**DOCUMENT EXTRACT:**
##########

I always think that January is going to be a slow time in my calendar, as befits hibernation season, and each year I'm caught off-balance by the fact that it never is. (You'd think I'd have got it, after so many years of working freelance.)
So in fact there's been a huge amount of work going on, mostly on the computer for long days for me, arranging, organising and promoting the courses for the year which create the bulk of my income (like 97% of writers, the income from my books is not enough to live on).
And finally my websites are more-or-less up-to-date with the annual expressive arts courses and retreats that I lead, many of them at least in part outdoors in beautiful and often sacred places, that I find so very inspiring.
And for too many weeks now I haven't even looked at the forest book whose first draft I've nearly completed; not even once this year, I believe.
Anyway, in between all the admin-type stuff, for a couple of weeks in January I spent a delicious hour or three most weekdays, drizzle or frost alike, up in our little orchard pruning the apple trees who've been consistently generous with their fruit, as you can see above, despite being somewhat neglected the last couple of years.

##########

**DATA SUPPLIED:**
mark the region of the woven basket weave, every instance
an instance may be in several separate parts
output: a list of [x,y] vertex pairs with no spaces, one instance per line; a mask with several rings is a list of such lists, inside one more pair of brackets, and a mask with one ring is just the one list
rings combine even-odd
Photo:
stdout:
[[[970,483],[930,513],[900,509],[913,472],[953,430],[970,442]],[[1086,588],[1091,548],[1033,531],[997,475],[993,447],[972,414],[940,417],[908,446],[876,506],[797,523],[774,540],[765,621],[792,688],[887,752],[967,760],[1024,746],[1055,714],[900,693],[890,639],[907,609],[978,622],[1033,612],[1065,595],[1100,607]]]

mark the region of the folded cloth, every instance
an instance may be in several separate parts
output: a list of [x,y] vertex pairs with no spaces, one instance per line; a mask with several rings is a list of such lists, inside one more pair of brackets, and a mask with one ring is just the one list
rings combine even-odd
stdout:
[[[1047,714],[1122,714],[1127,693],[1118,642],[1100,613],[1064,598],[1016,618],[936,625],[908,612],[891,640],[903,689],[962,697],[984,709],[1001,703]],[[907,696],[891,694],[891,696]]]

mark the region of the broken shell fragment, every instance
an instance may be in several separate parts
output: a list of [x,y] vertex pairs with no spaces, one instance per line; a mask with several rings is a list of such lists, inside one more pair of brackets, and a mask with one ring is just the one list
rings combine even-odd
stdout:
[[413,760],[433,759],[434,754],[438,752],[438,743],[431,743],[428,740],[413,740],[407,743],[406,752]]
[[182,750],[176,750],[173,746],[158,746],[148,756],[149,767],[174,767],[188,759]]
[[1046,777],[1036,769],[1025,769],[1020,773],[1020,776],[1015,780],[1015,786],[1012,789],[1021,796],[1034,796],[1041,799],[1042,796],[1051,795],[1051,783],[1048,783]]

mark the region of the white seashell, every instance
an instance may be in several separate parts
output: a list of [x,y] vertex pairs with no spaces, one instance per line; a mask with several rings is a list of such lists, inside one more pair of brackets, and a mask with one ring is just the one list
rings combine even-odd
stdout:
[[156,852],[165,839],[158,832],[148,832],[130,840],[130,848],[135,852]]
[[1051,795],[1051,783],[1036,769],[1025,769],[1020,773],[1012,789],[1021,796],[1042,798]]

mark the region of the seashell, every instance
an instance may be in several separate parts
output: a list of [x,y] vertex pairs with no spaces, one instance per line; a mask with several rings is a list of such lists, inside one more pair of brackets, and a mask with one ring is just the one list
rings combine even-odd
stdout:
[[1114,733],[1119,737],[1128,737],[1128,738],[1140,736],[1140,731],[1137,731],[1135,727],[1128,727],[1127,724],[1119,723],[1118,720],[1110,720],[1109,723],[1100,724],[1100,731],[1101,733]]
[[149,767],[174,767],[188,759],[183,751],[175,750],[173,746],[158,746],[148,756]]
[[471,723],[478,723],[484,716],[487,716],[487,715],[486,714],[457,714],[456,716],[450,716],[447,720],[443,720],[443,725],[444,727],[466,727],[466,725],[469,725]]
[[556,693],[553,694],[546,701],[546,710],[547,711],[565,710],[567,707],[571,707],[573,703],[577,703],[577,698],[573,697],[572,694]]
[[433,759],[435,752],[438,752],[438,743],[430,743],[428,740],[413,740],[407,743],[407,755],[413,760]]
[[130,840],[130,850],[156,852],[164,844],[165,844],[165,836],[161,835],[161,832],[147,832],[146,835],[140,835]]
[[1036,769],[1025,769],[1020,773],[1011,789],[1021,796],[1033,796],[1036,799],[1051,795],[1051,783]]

##########

**CHALLENGE A:** Copy the passage from the January blog post starting at "And finally my" and ending at "so very inspiring.".
**CHALLENGE B:** Continue the January blog post from its last sentence.

**FINAL ANSWER A:**
And finally my websites are more-or-less up-to-date with the annual expressive arts courses and retreats that I lead, many of them at least in part outdoors in beautiful and often sacred places, that I find so very inspiring.

**FINAL ANSWER B:**
I can't begin to tell you what joy such a simple hands-on experience has brought me. I never expected to spend so much of my life indoors at a computer, and being out with the trees and plants has been so restorative; very healing.
I couldn't reach the tall branches without a ladder (since the trees are planted on quite a slope it needs two people really: one to climb to the top of the tree, and the other to put their counterweight on the ladder, so that occupied parts of two weekends as well, when TM could join me). SO I've been doing the equivalent of a pudding-bowl haircut on the lower parts of the trees. (Or perhaps that's more a kind of spherical mullet-cut??)
I love the apple trees. I talk to them all the time. Their wonderful harvest lasts us months into the deep winter, despite TM getting through half a dozen a day (! at least it's a healthy addiction.)
And we've a new addition to plant this weekend: a little Germaine de Brasparts that we brought back from Brittany after having tasted the fruits of this at some friends' – perhaps the most delicious apple, dessert and cooker both, that I've ever eaten. It'll like our soil here, so similar to its original soil in the Monts d'Arrée.
As you might know, apples are also a deeply magical tree. They're one of the sacred trees of ancient Britain, and are associated with Avalon (as the name tells us), the Otherworld, Morgan la Fée, and Merlin, among others. (There have been tombs excavated from the Neolithic era where mummified apple slices on small platters have been found.)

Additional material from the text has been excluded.